TRAVAIL DEMANDÉ —
1/ Répondez aux questions suivantes d'après le texte sur Nadar :
(a) Dans quel personnage de Sapho y a-t-il beaucoup de Nadar ?
(b) Sur quoi la série d'instructions a-t-elle été couchée par écrit ?
(c) Quel est le dernier souvenir reçu, et à quelle date ?
2/ Relevez, dans le texte sur Nadar, tout ce qui est entendu ou distingué lorsque la photographie est regardée.

EXTRAIT DU TEXTE —
******
Il y a beaucoup de Nadar dans le Caoudal de Sapho.

Une dizaine d’années avant sa fin, l’excellent homme s’imagina qu’il précéderait sa femme au tombeau, et que celle-ci serait abandonnée. Cette crainte le dévorait. D’où une série d’instructions touchantes, couchées par écrit sur une grande feuille de papier, dont il me donnait solennellement lecture. Il m’apparut qu’il se grossissait les difficultés de la vie, lesquelles ne s’arrangent pas toujours, en dépit de Capus, mais se tassent assez souvent. La faulx du Temps émousse les pointes des querelles et les dépassants aigus des caractères. Le dernier souvenir que j’aie reçu de mon vieil ami, ce fut, en janvier 1907, une photographie de son « Panthéon Nadar », où défile, en plusieurs anneaux, le long serpent de ses modèles, illustres ou notoires, grosses têtes sur des petits corps, en marche vers l’immortalité. Il n’est rien de plus mélancolique. Quand je la regarde, j’entends la voix brûlée et ardente du chercheur de champignons, je distingue sa figure large et pâle, aux rides profondes, les plis de son cou sur sa chemise molle, ses doigts frémissants et tachetés de roux, qui tripotent des billets amoureux.
******
DONNÉES FOURNIES —
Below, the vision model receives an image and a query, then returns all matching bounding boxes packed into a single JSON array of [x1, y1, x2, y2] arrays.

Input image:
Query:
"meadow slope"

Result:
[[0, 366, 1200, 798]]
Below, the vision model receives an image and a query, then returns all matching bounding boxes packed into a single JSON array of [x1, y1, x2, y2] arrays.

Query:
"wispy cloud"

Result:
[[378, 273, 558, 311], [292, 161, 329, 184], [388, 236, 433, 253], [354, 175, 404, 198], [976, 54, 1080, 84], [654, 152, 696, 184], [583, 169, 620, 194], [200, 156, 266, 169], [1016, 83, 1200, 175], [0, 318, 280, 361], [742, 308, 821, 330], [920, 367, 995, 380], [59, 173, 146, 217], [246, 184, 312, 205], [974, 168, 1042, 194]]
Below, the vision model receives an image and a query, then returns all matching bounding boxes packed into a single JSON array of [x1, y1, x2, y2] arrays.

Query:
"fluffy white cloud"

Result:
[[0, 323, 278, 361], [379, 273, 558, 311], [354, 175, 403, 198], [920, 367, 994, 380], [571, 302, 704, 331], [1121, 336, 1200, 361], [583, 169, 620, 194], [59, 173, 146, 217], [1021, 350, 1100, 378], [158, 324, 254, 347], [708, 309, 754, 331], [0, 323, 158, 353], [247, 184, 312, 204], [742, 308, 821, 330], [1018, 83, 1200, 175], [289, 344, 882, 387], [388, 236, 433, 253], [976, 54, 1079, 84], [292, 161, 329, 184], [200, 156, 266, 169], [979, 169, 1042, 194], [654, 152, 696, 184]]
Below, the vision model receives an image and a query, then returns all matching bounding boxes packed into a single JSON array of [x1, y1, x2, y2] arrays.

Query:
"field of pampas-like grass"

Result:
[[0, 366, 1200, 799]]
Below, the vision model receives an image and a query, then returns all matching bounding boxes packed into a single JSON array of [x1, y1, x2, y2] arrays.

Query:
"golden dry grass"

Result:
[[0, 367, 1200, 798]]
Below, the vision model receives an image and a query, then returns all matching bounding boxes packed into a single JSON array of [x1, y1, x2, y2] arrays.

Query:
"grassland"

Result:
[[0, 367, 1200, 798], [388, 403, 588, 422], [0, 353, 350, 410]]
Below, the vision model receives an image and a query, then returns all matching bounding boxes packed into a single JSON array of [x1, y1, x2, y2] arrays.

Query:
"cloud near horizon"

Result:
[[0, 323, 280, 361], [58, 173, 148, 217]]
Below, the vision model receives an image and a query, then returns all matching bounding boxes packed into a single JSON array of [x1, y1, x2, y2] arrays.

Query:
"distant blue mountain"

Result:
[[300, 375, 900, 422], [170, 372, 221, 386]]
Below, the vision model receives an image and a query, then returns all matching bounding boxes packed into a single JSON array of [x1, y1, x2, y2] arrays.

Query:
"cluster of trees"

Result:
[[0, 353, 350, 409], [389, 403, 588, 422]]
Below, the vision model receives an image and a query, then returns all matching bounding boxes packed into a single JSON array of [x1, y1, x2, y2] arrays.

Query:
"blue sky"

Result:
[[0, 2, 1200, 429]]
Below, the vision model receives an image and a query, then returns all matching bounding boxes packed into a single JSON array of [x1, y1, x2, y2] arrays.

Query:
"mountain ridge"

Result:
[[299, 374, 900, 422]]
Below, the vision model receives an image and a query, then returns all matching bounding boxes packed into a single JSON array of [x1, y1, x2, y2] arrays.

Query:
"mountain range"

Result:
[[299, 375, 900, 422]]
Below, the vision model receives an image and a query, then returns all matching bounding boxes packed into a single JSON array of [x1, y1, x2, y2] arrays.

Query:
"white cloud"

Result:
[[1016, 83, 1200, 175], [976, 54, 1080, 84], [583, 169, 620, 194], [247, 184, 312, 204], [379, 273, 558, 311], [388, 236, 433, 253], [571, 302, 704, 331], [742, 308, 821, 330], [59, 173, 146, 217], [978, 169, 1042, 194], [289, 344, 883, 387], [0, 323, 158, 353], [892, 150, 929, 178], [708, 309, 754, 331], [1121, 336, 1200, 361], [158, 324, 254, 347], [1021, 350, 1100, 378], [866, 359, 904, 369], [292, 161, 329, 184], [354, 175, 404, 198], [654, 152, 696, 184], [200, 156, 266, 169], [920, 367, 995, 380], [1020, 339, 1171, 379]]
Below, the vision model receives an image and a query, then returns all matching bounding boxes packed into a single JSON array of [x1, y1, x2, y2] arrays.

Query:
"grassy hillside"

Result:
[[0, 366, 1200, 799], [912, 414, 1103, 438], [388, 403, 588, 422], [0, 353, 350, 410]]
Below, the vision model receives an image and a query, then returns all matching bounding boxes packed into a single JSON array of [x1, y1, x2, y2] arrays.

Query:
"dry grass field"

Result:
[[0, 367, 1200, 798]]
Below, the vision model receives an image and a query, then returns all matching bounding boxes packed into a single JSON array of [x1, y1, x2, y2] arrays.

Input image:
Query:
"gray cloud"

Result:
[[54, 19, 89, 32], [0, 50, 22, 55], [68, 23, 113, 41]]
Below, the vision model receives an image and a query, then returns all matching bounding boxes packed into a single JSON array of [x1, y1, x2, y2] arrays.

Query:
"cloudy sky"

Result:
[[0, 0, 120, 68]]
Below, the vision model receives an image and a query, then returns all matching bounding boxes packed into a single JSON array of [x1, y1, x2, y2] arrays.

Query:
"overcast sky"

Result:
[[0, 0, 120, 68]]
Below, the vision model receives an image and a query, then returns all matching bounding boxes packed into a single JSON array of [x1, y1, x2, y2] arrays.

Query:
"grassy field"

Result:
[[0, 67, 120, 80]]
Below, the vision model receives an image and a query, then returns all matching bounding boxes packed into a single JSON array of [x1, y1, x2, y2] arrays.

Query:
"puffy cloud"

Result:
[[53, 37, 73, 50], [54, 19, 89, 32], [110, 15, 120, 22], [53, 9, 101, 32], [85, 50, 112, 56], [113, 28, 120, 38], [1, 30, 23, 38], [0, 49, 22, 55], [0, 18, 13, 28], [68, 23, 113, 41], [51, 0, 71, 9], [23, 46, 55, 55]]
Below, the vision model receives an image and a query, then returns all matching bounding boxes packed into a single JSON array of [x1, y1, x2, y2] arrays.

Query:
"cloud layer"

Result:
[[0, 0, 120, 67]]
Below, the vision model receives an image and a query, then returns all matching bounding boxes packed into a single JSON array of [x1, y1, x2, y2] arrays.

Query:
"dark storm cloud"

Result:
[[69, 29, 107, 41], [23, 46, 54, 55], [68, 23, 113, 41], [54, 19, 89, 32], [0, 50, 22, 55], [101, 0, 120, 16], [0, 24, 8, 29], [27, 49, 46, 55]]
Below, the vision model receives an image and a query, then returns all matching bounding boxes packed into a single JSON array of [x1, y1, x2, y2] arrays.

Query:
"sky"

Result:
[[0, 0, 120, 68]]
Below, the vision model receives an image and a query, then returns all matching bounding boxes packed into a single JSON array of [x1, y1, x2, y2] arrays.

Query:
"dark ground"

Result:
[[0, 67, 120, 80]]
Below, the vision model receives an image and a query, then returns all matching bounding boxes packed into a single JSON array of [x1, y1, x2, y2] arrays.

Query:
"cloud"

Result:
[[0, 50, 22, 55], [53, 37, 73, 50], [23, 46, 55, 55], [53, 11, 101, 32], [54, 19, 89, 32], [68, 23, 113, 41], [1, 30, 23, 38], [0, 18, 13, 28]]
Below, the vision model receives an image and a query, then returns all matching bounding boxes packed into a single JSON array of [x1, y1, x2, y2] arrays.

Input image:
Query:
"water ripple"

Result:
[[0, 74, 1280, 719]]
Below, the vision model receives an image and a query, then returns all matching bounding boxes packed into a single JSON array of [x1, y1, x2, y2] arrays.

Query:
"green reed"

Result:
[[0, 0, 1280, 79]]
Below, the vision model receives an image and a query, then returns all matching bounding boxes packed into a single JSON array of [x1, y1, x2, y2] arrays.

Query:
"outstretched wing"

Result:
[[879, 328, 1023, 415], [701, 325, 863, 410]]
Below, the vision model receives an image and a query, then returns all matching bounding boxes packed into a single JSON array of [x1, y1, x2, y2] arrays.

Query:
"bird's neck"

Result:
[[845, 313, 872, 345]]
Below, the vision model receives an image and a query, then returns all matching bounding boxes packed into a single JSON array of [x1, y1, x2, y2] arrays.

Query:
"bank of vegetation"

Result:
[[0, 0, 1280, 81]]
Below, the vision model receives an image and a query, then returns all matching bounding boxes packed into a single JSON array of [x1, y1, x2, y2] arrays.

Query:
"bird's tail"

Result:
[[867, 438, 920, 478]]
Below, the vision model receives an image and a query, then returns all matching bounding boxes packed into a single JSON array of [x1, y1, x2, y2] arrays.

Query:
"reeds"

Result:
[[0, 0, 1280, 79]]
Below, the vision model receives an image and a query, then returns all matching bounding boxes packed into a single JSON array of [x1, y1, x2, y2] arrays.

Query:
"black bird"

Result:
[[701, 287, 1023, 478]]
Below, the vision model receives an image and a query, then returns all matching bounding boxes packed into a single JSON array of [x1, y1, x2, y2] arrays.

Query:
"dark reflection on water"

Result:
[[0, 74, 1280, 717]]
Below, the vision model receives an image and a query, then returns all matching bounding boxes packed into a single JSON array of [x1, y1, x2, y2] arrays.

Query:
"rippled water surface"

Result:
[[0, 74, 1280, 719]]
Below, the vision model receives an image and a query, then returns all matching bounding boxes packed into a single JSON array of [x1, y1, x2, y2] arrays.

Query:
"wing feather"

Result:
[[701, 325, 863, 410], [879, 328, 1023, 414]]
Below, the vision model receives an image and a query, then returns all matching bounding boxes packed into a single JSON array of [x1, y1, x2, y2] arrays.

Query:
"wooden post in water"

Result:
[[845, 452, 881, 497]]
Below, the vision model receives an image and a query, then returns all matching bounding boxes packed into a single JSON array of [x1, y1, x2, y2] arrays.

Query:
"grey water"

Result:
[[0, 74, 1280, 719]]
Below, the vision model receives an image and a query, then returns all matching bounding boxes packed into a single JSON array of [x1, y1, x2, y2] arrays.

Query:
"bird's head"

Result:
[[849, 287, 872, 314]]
******
LES RÉPONSES —
1/
(a) Dans le Caoudal.
(b) Sur une grande feuille de papier.
(c) Une photographie du « Panthéon Nadar », reçue en janvier 1907.

2/
- la voix brûlée et ardente du chercheur de champignons
- sa figure large et pâle, aux rides profondes
- les plis de son cou sur sa chemise molle
- ses doigts frémissants et tachetés de roux, qui tripotent des billets amoureux